Trecho do texto

Ao comemorar seus cento e um anos de existência, o Partido Comunista do Brasil
(PCdoB) apresenta um extenso acervo de interpretações do país e do seu povo


Ao comemorar seus cento e um anos de existência, o Partido Comunista do Brasil
(PCdoB) apresenta um extenso acervo de interpretações do país e do seu povo

Por Osvaldo Bertolino

As ações dos comunistas no Brasil decorrem de uma concepção programática concebida
e desenvolvida no leito do processo civilizatório que iluminou o futuro da humanidade
ao suplantar as fases históricas em que a ciência não pôde se desenvolver. Desde Karl
Marx e Friedrich Engels, o conhecimento científico sobre as transformações sociais
ganharam impulso e chegaram ao pensamento de Vladimir Lênin, o leninismo.

O Partido Comunista do Brasil surgiu, em 25 de março de 1922, como expressão do
leninismo, formulando sua linha programática com base no que se podia compreender, à
época, sobre a interpretação da realidade nacional pelo marxismo-leninismo. Sob
ataques dos setores dominantes da sociedade, ainda totalmente impregnados de
escravismo, o Partido procurou seu caminho, com erros e acertos, empunhando a
bandeira da democracia, do progresso social e da soberania nacional.

Os primeiros passos na elaboração programática se deram já no II Congresso, em maio
de 1925, com a concepção dualista “agrarismo-industrialismo”, baseada nas análises do
dirigente Octávio Brandão – ele e Astrojildo Pereira eram então os principais teóricos
do PCB – que seriam publicadas em livro homônimo em 1926 como “ensaio marxistaleninista sobre a revolta de São Paulo e a guerra de classe no Brasil”, segundo o
subtítulo da obra.

Tarefa proposta
De acordo com o trecho do texto, em que data surgiu o Partido Comunista do Brasil?

Linhas do conjunto
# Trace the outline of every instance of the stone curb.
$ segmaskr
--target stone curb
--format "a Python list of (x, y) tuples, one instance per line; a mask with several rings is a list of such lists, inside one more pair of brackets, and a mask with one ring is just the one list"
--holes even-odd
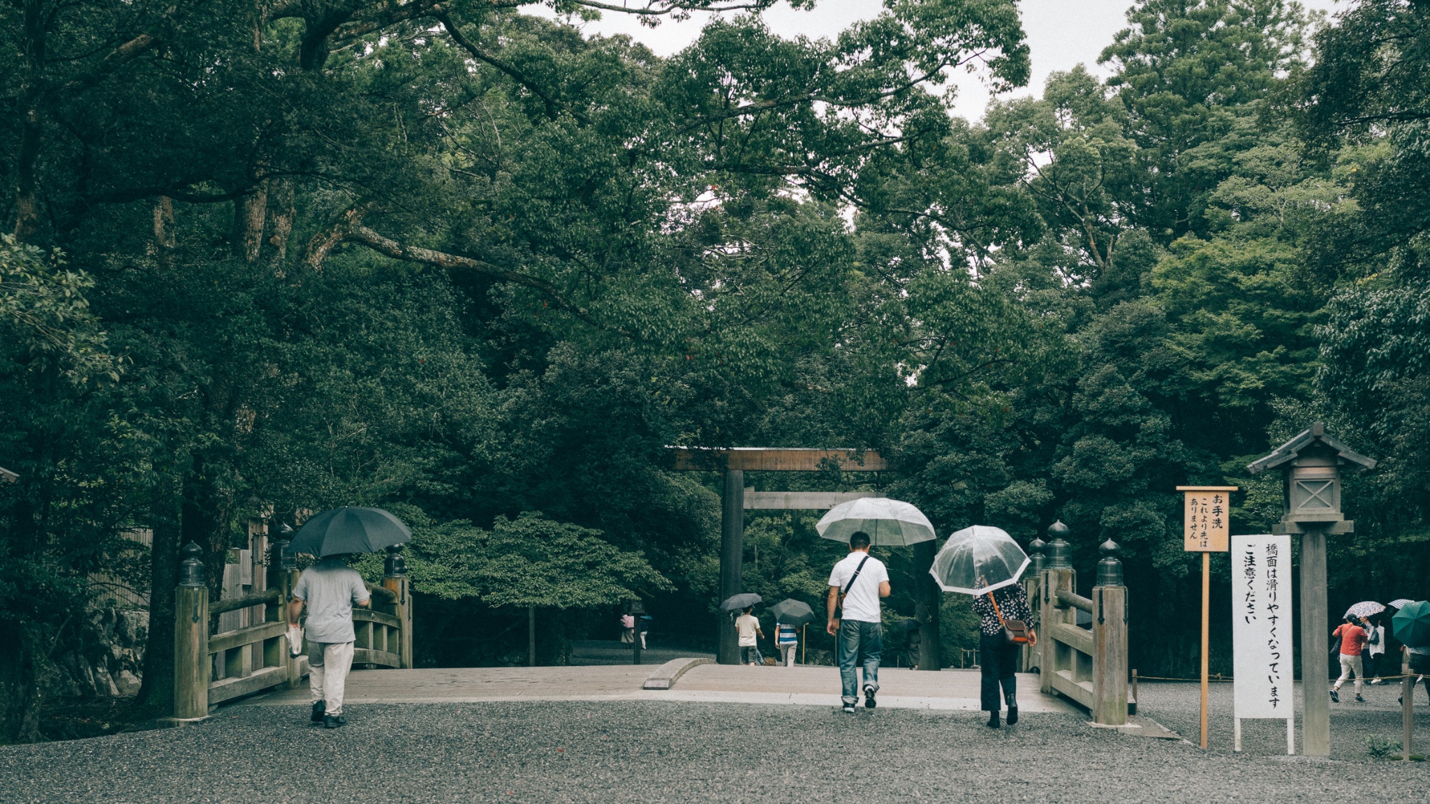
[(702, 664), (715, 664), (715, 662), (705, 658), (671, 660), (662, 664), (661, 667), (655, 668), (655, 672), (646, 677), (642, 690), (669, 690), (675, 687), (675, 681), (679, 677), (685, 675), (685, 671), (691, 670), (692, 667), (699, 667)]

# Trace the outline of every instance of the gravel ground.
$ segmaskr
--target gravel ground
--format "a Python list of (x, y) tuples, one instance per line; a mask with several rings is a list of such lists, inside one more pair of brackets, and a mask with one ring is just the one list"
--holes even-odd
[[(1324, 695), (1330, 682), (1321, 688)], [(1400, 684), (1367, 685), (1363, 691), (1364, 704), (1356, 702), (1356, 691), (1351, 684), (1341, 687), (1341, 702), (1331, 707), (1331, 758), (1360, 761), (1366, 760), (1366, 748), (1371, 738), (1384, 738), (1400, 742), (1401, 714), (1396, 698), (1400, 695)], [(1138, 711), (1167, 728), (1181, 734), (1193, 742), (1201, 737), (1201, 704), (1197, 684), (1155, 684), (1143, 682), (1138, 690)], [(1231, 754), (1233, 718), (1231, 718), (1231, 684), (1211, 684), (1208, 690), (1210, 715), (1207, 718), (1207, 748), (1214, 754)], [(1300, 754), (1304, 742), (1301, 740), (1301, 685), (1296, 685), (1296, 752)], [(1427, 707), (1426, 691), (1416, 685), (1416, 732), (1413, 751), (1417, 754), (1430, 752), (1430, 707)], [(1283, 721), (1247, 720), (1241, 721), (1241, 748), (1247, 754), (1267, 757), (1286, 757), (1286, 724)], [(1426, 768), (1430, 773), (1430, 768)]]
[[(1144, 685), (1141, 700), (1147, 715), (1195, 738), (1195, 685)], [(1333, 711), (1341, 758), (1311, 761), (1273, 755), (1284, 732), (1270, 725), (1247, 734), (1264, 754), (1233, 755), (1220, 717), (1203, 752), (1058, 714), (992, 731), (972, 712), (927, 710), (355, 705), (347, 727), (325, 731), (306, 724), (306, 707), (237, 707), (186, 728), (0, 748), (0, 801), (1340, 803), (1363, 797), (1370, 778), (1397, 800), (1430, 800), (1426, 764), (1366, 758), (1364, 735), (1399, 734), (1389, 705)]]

Resposta elaborada
Em 25 de março de 1922.